Source:

Theater Review: Long Beach Shakespeare Company’s Troilus and Cressida

From left: Beau Nelson (Ajax), Leonardo Lerma (Thersites) and Robert Watson (Achilles) in Long Beach Shakespeare Company’s Troilus and Cressida

Continuing its ambitious “problem plays” series, the Long Beach Shakespeare Company (LBSC) takes us to the Trojan War with William Shakespeare’s Troilus and Cressida, through Sept. 15. Neither a love story nor a war story, this nonetheless entertaining play shows us what happens when family, friends and enemies live in close proximity under trying circumstances.
The Greek army has been encamped outside of Troy’s walls for 10 years, creating a pressure-cooker of simmering conflict punctuated by occasional negotiations and skirmishes between the two sides. In his director’s notes, Brandon Cutts (who also plays Ulysses) says these incidents are “just another day at the office” for the war-weary characters.
The play thus inverts our experience of the war, as described in Homer’s Iliad. Instead of focusing on Trojan prince Paris and his Greek abductee Helen, the play highlights a romance between Paris’s brother Troilus (Aaron Joseph) and the thoughtful Cressida (Amanda Swearingen). (Shakespeare had added these characters, plus Cressida’s aptly named Uncle Pandarus [Kevin McGrath], based on a Chaucer tale.)
In another inversion, instead of epic battles, the Greek generals engage in petty trickery to get their hero Achilles (a natural Robert Watson) back into battle rather than lounging in his tent with effeminate friend Patroclus (Alexander James Salas). Also contradicting our expectations, when Achilles eventually does act, it’s anti-heroically, his masked crew of “Mermydons” executing his dirty work.
War and love are also intertwined in tragic ways. In the lovers’ story, Cressida is traded off to the Greeks against her will. And Patroclus, who seemingly loves Achilles, engages Troilus’s righteous brother Hector (believably portrayed by Ryan Zimmer) in a mismatched, though well-choreographed swordfight.
Fortunately, Cutts plays up the humor amid the war tragedy, directing the cast in very physical portrayals, including Chadwick Bradbury’s blustery King Agamemnon and Ryanna Dunn’s comically exaggerated General Aeneas. But the comedy is often dark, with characters openly mocking each other and talking behind others’ backs. Hector emerges as the only character impervious to the pettiness.

Records shown:
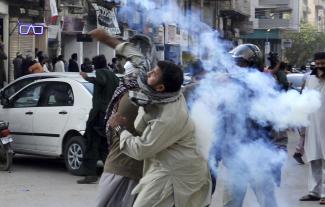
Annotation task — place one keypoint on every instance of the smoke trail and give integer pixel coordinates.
(228, 107)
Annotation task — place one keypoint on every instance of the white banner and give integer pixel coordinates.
(106, 19)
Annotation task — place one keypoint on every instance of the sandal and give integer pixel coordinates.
(310, 198)
(322, 201)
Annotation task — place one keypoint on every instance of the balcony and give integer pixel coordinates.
(236, 8)
(274, 23)
(274, 2)
(320, 3)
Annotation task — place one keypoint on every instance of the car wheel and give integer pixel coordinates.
(73, 154)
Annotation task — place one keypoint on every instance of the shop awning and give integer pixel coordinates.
(263, 34)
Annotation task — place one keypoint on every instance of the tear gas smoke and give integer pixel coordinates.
(227, 106)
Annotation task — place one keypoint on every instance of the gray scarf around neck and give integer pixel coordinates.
(147, 95)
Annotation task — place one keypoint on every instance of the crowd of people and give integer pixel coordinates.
(42, 63)
(141, 128)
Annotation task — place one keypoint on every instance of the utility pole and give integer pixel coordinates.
(59, 49)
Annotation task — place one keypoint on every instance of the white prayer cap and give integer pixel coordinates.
(129, 68)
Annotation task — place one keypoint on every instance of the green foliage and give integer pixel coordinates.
(304, 44)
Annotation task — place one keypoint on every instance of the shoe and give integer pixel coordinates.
(298, 157)
(309, 198)
(322, 201)
(88, 180)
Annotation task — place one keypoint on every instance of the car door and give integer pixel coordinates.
(20, 113)
(51, 118)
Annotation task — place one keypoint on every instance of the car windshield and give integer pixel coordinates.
(89, 87)
(296, 80)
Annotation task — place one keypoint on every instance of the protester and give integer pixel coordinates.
(174, 173)
(121, 172)
(3, 57)
(113, 65)
(27, 62)
(73, 63)
(227, 149)
(87, 66)
(60, 64)
(36, 67)
(18, 62)
(315, 142)
(298, 154)
(105, 83)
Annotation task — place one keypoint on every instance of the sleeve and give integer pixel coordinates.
(127, 50)
(155, 138)
(33, 67)
(100, 79)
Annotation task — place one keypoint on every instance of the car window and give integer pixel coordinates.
(29, 97)
(58, 94)
(11, 90)
(89, 87)
(15, 87)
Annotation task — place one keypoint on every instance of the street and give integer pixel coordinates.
(39, 182)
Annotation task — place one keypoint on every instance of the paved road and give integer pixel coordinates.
(43, 182)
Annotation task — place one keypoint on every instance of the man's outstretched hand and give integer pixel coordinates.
(117, 120)
(103, 36)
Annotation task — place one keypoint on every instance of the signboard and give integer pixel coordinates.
(31, 29)
(106, 19)
(53, 31)
(286, 43)
(72, 24)
(172, 34)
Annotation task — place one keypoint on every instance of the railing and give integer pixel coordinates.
(275, 2)
(273, 23)
(240, 6)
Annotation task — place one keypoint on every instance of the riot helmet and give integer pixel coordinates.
(248, 55)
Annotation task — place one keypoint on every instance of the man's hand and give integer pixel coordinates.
(117, 120)
(102, 35)
(84, 75)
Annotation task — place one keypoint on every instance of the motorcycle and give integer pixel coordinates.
(6, 152)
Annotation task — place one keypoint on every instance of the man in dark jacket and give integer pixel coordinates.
(73, 63)
(105, 84)
(18, 62)
(3, 57)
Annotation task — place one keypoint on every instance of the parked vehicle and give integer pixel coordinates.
(296, 80)
(48, 117)
(6, 152)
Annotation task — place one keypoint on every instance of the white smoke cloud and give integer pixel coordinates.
(225, 101)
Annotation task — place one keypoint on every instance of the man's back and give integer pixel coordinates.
(104, 87)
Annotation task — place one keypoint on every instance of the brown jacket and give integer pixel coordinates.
(117, 162)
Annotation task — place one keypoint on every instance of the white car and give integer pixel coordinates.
(48, 117)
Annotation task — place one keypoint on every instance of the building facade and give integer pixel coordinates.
(271, 19)
(4, 33)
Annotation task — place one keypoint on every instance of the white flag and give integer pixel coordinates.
(54, 10)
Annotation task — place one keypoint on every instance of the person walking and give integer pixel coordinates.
(105, 84)
(3, 57)
(121, 172)
(174, 173)
(234, 140)
(18, 62)
(314, 141)
(73, 63)
(87, 66)
(60, 64)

Tasks for this exercise:
A. Translate this sentence from the theater review into Spanish: "Hector emerges as the only character impervious to the pettiness."
B. According to the theater review, how long has the Greek army been camped outside Troy's walls?
C. Please carry on the theater review of Troilus and Cressida, starting after its last sentence.

The results:
A. Héctor se revela como el único personaje inmune a la mezquindad.

B. 10 years.

C.
All 15 actors are very well cast and do justice to their sometimes multiple roles. Swearingen as Cressida stands out for being especially emotive and articulate (helpful in a play with so many words!), as does LBSC veteran Leonardo Lerma, shining as the brash and acerbic Thersites. Beau Nelson surprises with a sensitive portrayal of strongman Ajax, Achilles’s rival, as does Salas as Patroclus.
Staging elements create the atmosphere of war but also (dis)illusion. Colorful sheer curtains help define but obscure rooms in the Troy’s palace and Greek tents. Costumes include battle-wear but also dresses embroidered with Eastern motifs, enhanced by heady, Eastern-tinged, 1960s-era music between scenes. Helen smokes a hookah and a head is paraded on a stick.
Troilus and Cressida thus successfully transports us to a time and place where a grueling and tedious war informs the characters’ choices. Sometimes those choices are made by decree and sometimes by trickery. And sometimes, as in Achilles’s case, they are made just to ensure favorable public opinion, lest he be forgotten. That’s certainly a place we’ve all been before.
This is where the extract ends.